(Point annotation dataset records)
** begin **
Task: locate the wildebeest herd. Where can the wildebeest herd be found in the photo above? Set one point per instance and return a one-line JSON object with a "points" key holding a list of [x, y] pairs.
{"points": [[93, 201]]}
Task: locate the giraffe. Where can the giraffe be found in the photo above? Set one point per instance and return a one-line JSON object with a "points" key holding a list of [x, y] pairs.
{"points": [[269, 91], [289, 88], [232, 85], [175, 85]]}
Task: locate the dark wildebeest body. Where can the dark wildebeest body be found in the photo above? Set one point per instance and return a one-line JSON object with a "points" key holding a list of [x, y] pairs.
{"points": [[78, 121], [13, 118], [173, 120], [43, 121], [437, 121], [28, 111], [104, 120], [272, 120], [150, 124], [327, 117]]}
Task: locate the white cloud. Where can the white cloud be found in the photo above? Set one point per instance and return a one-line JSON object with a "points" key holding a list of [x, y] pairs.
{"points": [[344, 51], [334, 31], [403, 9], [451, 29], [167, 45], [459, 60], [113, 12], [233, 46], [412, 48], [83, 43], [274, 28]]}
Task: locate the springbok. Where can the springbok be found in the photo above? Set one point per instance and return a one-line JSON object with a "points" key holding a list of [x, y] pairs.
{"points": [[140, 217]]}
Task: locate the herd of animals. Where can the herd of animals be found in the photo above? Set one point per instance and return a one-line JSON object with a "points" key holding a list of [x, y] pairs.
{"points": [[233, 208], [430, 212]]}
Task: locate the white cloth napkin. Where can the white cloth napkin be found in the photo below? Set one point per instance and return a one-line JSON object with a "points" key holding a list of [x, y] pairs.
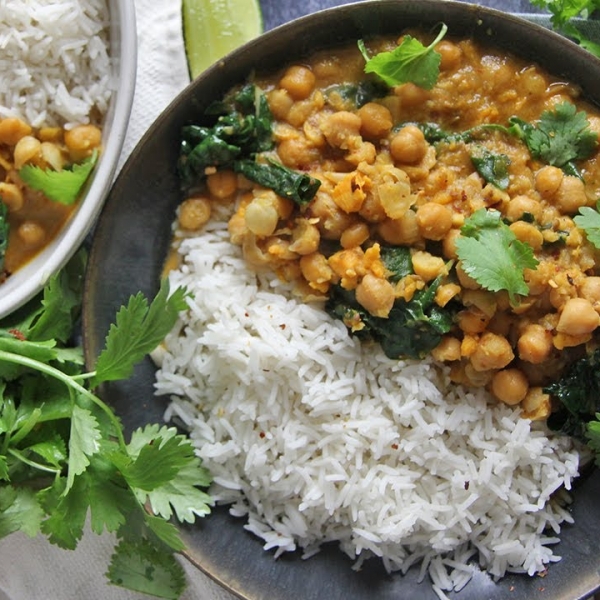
{"points": [[33, 569]]}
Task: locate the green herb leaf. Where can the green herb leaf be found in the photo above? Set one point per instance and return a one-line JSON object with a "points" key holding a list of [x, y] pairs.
{"points": [[561, 136], [143, 567], [492, 167], [588, 219], [491, 254], [60, 186], [410, 62], [138, 330]]}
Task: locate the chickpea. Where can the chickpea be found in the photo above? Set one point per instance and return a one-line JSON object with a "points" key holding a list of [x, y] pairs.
{"points": [[82, 140], [27, 150], [332, 220], [298, 81], [31, 233], [427, 266], [305, 237], [280, 103], [411, 95], [536, 405], [510, 386], [570, 196], [523, 205], [451, 55], [376, 120], [449, 243], [194, 213], [401, 232], [434, 220], [408, 146], [535, 344], [12, 130], [548, 180], [590, 289], [298, 153], [578, 317], [355, 235], [222, 184], [376, 295], [11, 195], [447, 350], [528, 233], [262, 216], [492, 352], [315, 268]]}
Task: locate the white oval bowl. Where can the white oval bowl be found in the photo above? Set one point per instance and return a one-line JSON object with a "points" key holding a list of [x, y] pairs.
{"points": [[26, 282]]}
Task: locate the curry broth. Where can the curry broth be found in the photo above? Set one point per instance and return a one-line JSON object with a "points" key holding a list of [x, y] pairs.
{"points": [[383, 183]]}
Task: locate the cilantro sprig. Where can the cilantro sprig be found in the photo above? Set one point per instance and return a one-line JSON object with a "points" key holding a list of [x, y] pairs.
{"points": [[491, 254], [60, 186], [63, 452], [410, 61]]}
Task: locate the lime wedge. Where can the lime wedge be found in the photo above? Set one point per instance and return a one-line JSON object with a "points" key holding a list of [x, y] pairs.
{"points": [[213, 28]]}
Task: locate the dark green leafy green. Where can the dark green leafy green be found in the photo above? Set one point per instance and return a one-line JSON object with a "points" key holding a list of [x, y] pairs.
{"points": [[63, 455], [411, 330], [491, 166], [410, 61], [297, 186]]}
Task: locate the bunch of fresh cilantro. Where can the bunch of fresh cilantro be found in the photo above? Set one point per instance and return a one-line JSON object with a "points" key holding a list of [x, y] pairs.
{"points": [[64, 458]]}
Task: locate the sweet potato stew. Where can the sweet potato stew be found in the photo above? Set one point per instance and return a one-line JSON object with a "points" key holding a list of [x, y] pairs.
{"points": [[454, 217]]}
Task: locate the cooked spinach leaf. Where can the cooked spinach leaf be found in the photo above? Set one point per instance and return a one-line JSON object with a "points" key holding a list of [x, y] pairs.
{"points": [[491, 166], [411, 330], [578, 394], [297, 186]]}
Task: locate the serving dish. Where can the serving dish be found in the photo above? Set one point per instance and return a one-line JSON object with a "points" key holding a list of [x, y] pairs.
{"points": [[30, 279], [130, 245]]}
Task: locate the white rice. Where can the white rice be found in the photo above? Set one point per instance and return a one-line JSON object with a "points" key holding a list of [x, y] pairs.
{"points": [[54, 60], [312, 437]]}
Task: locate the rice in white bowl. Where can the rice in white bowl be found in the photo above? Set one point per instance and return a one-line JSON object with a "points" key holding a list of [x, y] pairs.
{"points": [[312, 437], [54, 60]]}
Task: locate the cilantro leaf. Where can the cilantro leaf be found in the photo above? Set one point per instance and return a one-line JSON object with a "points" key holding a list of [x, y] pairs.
{"points": [[561, 136], [138, 330], [84, 441], [142, 567], [588, 219], [411, 62], [60, 186], [491, 254]]}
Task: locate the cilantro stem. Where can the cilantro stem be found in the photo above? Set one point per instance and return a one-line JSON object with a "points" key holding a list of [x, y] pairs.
{"points": [[19, 455], [70, 382]]}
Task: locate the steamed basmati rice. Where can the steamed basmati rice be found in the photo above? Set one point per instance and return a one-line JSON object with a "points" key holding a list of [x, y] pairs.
{"points": [[313, 437], [54, 60]]}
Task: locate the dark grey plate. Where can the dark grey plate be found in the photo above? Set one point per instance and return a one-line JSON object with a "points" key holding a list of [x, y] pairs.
{"points": [[130, 245]]}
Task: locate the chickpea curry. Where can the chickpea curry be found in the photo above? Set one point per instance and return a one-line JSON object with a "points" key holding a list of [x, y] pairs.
{"points": [[35, 165], [453, 217]]}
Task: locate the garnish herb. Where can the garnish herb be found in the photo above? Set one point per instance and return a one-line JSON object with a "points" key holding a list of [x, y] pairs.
{"points": [[242, 131], [411, 61], [492, 167], [564, 19], [63, 454], [561, 137], [491, 254], [60, 186], [588, 219]]}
** end **
Repeat the material above verbatim. Leave the pictures behind.

Task: locate the wildebeest herd. Where can the wildebeest herd be found in the photo above? Set one point per instance and return a one-line JSON object with a "points" key holding a list of [x, y] pairs.
{"points": [[93, 201]]}
Task: locate the giraffe. Where can the giraffe be found in the photo above? Set one point per instance and return a one-line JSON object with a "points" key holding a list of [x, y] pairs.
{"points": [[269, 91], [289, 88], [232, 85], [175, 85]]}
Task: locate the dark wildebeest body. Where can the dark wildebeest body be found in the photo above? Set one point per instance and return a one-line JSON object with a "points" key holding a list of [x, y] pairs.
{"points": [[78, 121], [13, 118], [173, 120], [43, 121], [437, 121], [28, 111], [104, 120], [272, 120], [150, 124], [327, 117]]}
Task: locate the white cloud. Where can the white cloud be found in the photo above? Set one point per instance and return a one-line JSON object with a "points" key holding a list of [x, y] pairs.
{"points": [[344, 51], [334, 31], [403, 9], [451, 29], [167, 45], [459, 60], [113, 12], [233, 46], [412, 48], [83, 43], [274, 28]]}
Task: locate the springbok. Where can the springbok be found in the photo above? Set one point per instance and return a one-line JSON object with a "points" key holding a list of [x, y] pairs.
{"points": [[140, 217]]}
Task: locate the herd of animals. Where can the herd of animals be found in the photo above? Set one point per instance and return a one-line JSON object with a "points" key holding a list of [x, y] pairs.
{"points": [[233, 208], [430, 212]]}
Task: locate the white cloth napkin. Where can the white cloth napkin be found in the photo below? Set one point per instance and return a one-line JSON object with a "points" key holding a list of [x, y] pairs.
{"points": [[33, 569]]}
Task: locate the green herb leaf. Where can the green herb leaf be found in the photo above? Set one point per instance and return a one-line JSON object with a "points" key holding a list of [x, y] pairs.
{"points": [[561, 136], [143, 567], [492, 167], [588, 219], [491, 254], [60, 186], [410, 62], [138, 330]]}
Task: locate the chickpea. Where can the chickpea be found in the photo above? Set one point per instance and return a one-line JSON object with a "points" key holding a list of [x, y] pairs.
{"points": [[82, 140], [27, 150], [332, 220], [298, 81], [31, 233], [427, 266], [305, 237], [280, 103], [411, 95], [536, 405], [510, 386], [570, 196], [523, 205], [451, 55], [376, 120], [449, 243], [194, 213], [401, 232], [434, 220], [408, 146], [535, 344], [12, 130], [548, 180], [590, 289], [298, 153], [578, 317], [355, 235], [222, 184], [376, 295], [11, 195], [447, 350], [528, 233], [262, 216], [492, 352], [315, 268]]}
Task: locate the white oval bowl. Where can the white oval bowl be found in the photo above? Set one point per instance and return a one-line JSON object with a "points" key holding a list of [x, y] pairs.
{"points": [[26, 282]]}
Task: locate the curry broth. Where can the curry broth be found in the photo above? Set one point per instance and return a one-line JSON object with a "points" key holding a list of [x, y] pairs.
{"points": [[383, 183]]}
Task: locate the cilantro sprig. Where can the cilantro sprig be found in the photo above? Set one point per instance and return a one-line JSON object with a "points" key holding a list of [x, y] pairs.
{"points": [[491, 254], [60, 186], [63, 452], [410, 61]]}
Task: locate the lime wedge. Where can the lime wedge be found in the photo above? Set one point per instance and return a one-line JSON object with a "points" key holding a list of [x, y] pairs.
{"points": [[213, 28]]}
Task: locate the dark green leafy green. Where can the dark green leafy green be found in the photo above? Set one point per instance and return a one-line JSON object with a "points" key holding a list of [x, y] pairs.
{"points": [[63, 455], [411, 330], [491, 166], [410, 61], [297, 186]]}
Task: locate the bunch of fresh cilantro. Where can the bunch of fresh cilantro be found in the photo above? Set one point per instance and return a one-line JSON object with a "points" key holding a list of [x, y] pairs.
{"points": [[64, 458]]}
Task: locate the sweet potato stew. Where can the sweet potato stew be found in the photo above? Set one point per instance and return a one-line JSON object with a "points" key holding a list of [x, y] pairs.
{"points": [[454, 217]]}
Task: locate the cooked spinach leaf. Where can the cooked spinach leaf be found in the photo above? Set one point per instance and return a one-line JSON object with a "points" key holding a list of [x, y] pairs.
{"points": [[491, 166], [411, 330], [578, 394], [297, 186]]}
Task: locate the serving dish. Where can the serving dish be found in the photo above? Set one point per instance and return a one-line JSON object with a "points" key holding a list of [x, y] pairs.
{"points": [[30, 279], [130, 245]]}
Task: locate the white rice. Where can the white rice be found in the photo above? Set one point per instance and return a one-line JSON object with a "points" key holding a list of [x, y] pairs.
{"points": [[54, 60], [312, 437]]}
Task: locate the rice in white bowl. Where can the rice in white bowl be found in the photo above? Set one point per instance and return a one-line JSON object with a "points" key holding a list of [x, y] pairs.
{"points": [[312, 437], [54, 60]]}
Task: locate the cilantro leaf. Where can the cilantro leaf be found in the photo above? Set one point per instance and return a one-line JSON object with a "points" key holding a list of [x, y] pairs.
{"points": [[561, 136], [138, 330], [84, 441], [142, 567], [588, 219], [411, 62], [60, 186], [491, 254]]}
Task: locate the cilantro stem. Where can the cilantro stem be found in the photo above? Set one point per instance and return a one-line JSON object with a "points" key holding a list of [x, y] pairs.
{"points": [[19, 455], [70, 382]]}
Task: locate the steamed basmati rice. Where can the steamed basmati rice be found in the photo above? Set one point per instance and return a one-line JSON object with a "points" key holding a list of [x, y] pairs.
{"points": [[313, 437], [54, 60]]}
Task: locate the dark grey plate. Where can the dark grey plate be found in the photo above? Set one point per instance and return a one-line JSON object with a "points" key holding a list of [x, y] pairs.
{"points": [[130, 245]]}
Task: locate the chickpea curry. Where can the chickpea curry be found in the photo above? Set one point per instance and return a one-line JSON object with a "points" key holding a list of [x, y] pairs.
{"points": [[35, 165], [453, 217]]}
Task: locate the garnish herb. Where can the garnish herb be found in the photo above? Set one point per instance and return a one-line JSON object with a "points" key holding a list of [x, y] pairs.
{"points": [[242, 131], [411, 61], [492, 167], [564, 19], [63, 454], [561, 137], [491, 254], [60, 186], [588, 219]]}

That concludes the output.